TO BE DONE ▸
Rescale the items from the start of the records through the line holding "pixel 64 120", inclusive, and write out every line again, requests included. Multiply only the point coordinates in the answers by 1.8 and round them to whole numbers, with halves rounding up; leave the numbers in the requests and their format samples unchanged.

## Start

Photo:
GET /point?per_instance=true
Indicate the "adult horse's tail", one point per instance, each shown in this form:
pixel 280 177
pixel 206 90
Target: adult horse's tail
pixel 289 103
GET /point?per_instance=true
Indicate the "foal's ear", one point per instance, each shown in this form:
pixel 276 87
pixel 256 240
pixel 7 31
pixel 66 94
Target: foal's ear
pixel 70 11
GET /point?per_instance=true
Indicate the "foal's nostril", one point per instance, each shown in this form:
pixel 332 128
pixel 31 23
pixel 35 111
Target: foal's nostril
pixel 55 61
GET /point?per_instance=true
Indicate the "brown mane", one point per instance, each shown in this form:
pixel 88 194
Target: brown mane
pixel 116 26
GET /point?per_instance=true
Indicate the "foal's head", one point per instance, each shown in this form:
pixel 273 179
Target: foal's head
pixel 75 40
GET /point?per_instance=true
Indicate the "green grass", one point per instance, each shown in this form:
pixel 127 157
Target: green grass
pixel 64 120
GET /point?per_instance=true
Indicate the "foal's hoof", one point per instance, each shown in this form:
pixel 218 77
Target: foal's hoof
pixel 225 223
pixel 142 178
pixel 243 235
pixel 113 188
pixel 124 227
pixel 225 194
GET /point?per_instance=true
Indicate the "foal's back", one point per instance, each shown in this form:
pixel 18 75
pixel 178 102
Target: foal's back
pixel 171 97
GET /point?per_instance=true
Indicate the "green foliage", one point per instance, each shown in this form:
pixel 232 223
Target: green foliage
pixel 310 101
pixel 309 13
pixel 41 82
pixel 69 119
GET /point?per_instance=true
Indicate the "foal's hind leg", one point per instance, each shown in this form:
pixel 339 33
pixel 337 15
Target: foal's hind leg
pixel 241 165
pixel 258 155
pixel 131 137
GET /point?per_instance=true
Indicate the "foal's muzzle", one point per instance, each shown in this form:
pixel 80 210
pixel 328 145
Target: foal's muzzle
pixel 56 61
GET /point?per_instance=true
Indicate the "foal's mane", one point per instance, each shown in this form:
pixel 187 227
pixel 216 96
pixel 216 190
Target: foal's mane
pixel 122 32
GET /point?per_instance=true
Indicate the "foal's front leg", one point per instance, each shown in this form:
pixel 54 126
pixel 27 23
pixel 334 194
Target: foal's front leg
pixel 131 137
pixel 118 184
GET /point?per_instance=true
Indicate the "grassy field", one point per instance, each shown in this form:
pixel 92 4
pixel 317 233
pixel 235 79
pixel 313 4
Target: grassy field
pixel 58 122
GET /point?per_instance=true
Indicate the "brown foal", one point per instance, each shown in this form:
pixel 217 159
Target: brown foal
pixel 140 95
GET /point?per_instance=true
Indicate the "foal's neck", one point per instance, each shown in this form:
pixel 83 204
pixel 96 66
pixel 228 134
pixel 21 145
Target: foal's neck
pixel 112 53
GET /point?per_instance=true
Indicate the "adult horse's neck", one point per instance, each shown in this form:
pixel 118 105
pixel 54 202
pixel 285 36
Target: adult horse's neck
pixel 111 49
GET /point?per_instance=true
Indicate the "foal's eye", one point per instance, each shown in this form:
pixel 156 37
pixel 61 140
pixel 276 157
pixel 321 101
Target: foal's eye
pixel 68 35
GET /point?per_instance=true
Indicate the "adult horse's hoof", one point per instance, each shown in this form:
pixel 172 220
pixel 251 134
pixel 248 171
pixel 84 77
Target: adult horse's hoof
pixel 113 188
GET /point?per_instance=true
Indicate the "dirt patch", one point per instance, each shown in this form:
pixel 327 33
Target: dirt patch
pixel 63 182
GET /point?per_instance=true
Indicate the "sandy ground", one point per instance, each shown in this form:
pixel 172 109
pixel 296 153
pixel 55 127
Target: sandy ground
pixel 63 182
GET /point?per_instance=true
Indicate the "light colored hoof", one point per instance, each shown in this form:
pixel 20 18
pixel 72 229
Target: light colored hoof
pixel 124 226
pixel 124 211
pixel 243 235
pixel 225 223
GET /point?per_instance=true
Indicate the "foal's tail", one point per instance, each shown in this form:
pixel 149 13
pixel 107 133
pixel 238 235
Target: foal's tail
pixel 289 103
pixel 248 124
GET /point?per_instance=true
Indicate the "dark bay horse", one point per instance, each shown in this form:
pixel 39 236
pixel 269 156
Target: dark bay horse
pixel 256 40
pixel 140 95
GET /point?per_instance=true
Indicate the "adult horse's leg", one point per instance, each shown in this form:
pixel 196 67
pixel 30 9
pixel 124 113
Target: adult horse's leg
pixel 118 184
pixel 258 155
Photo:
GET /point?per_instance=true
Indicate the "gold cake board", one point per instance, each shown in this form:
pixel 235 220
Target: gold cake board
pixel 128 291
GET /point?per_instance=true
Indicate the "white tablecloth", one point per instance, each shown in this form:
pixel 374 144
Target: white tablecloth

## End

SOLUTION TO THE PROBLEM ▸
Photo:
GET /point?per_instance=true
Indicate the "adult horse's tail", one point per instance, each shown in this form:
pixel 280 177
pixel 206 90
Target: adult horse's tail
pixel 520 185
GET /point?per_instance=true
Indicate the "foal's ear", one point per instance, each shown in this form:
pixel 276 87
pixel 256 240
pixel 7 31
pixel 66 94
Target: foal's ear
pixel 126 20
GET /point?per_instance=true
Indicate the "foal's nostril", one point per instance, each shown in this form:
pixel 332 128
pixel 31 23
pixel 35 111
Target: foal's nostril
pixel 99 110
GET /point?per_instance=true
Indicate the "brown mane", one point per instance, each shown in this form:
pixel 88 194
Target: brown mane
pixel 209 47
GET /point?per_instance=true
Indicate the "foal's head", one point per instance, each shown in this form:
pixel 273 179
Target: foal's head
pixel 135 72
GET /point?per_instance=true
Indicate the "green grass", one point per instance, each shown in this form:
pixel 127 157
Target: green grass
pixel 115 216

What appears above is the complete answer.